TO BE DONE:
1: Transcribe the stretch of the Lela Awards thread from "A little business" through "is all about!".
2: Pick up the Lela Awards thread after its final line and keep writing.

SOURCE DOCUMENT:
# Against the Shadow fans, the Lela Awards© are coming!!



## Lela (Mar 29, 2002)

*Against the Shadow fans, the Lela Awards© are coming!!*

A little business first, this is a thread devoted to fans of the Against the Shadows Story Hour.  I encourage all those interested to read it, fervently.

Now, let's get to what this thread is all about!

Welcome to the Lela Awards Pre-discussion thread.  Within a week or two (depending on Spring Break and Homework) we plan to hold the 1st annual Lela Awards.  Well, not actually annual; just whenever I feel like it.  There will be a multitude of awards, coming out over the course of the night (think Oscars).  Awards already decided upon (garanied to be given out) include the following: 


Best Scene 
Most Heroic Moment 
Worst Villein 
Most Heart-Renching Moment
Most Evil DM Moment 
Nicest DM Moment 
The We're All SOOO Glad You Are Dead Award 
Most Ironic Moment 
The Life-Changing Moment Award

Also to be awarded are smaller awards, called Tidbits.  Each Tidbit will actually have more than one winner.  These will be spread out over the course of the night (think commercial break).  These are awards that are less noticeable but still deserve recognition.  The awards that have already been chosen (again, guaranteed to be awarded) include the following:


1 Best Timing Awards
2 Bad Luck Awards
1 Bad Planning Award
1 Most Embarrassing Moment


In the works are the following:


 Most loved NPC (Major Award)

ENTRIES SHOWN:
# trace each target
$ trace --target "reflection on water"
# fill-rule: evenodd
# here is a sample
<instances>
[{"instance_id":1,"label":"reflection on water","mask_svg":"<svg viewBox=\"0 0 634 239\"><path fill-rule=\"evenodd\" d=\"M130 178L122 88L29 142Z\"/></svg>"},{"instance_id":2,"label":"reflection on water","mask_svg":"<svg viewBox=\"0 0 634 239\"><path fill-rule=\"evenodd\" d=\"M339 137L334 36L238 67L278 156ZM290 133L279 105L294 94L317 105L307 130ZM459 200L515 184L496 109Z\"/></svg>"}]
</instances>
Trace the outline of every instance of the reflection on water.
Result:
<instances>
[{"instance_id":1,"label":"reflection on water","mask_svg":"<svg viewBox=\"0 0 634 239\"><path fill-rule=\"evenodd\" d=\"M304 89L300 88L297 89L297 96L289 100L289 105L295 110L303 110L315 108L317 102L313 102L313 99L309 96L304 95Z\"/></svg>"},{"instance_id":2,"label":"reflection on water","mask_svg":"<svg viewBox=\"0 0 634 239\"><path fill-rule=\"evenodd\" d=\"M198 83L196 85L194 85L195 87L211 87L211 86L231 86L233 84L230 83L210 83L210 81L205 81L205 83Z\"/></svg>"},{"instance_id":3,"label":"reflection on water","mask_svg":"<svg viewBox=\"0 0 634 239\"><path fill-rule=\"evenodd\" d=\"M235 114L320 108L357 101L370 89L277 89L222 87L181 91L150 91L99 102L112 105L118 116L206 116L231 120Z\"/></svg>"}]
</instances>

RESPONSES BY TASK:
1:
A little business first, this is a thread devoted to fans of the Against the Shadows Story Hour.  I encourage all those interested to read it, fervently.

Now, let's get to what this thread is all about!

2:
 Lucky Guess Award (Major Award)

Don't think that this is the end.  I will be updating as new awards are chosen.  


Any guesses?


----------



## Darklone (Apr 2, 2002)

*And the Old One goes to ... (oops OSCAR!)*

Bad luck tidbit? Marcus Tito for dropping one time too often into a CR11 hole! 

Most loved NPC: I still go with Bogwell and his mount (who rides whom ?)

Best timing: A certain sleep spell from Quintus that saved Rowans valued lower end of ...


----------



## Lela (Apr 3, 2002)

*Re: And the Old One goes to ... (oops OSCAR!)*

Actually, it wouldn't be either.  It's the Lela Award©.


----------



## Corey (Apr 3, 2002)

Hi Lela.  To support you, I polled the other players on their favorite moments for each PC.  When their answers come back, I’ll post them here.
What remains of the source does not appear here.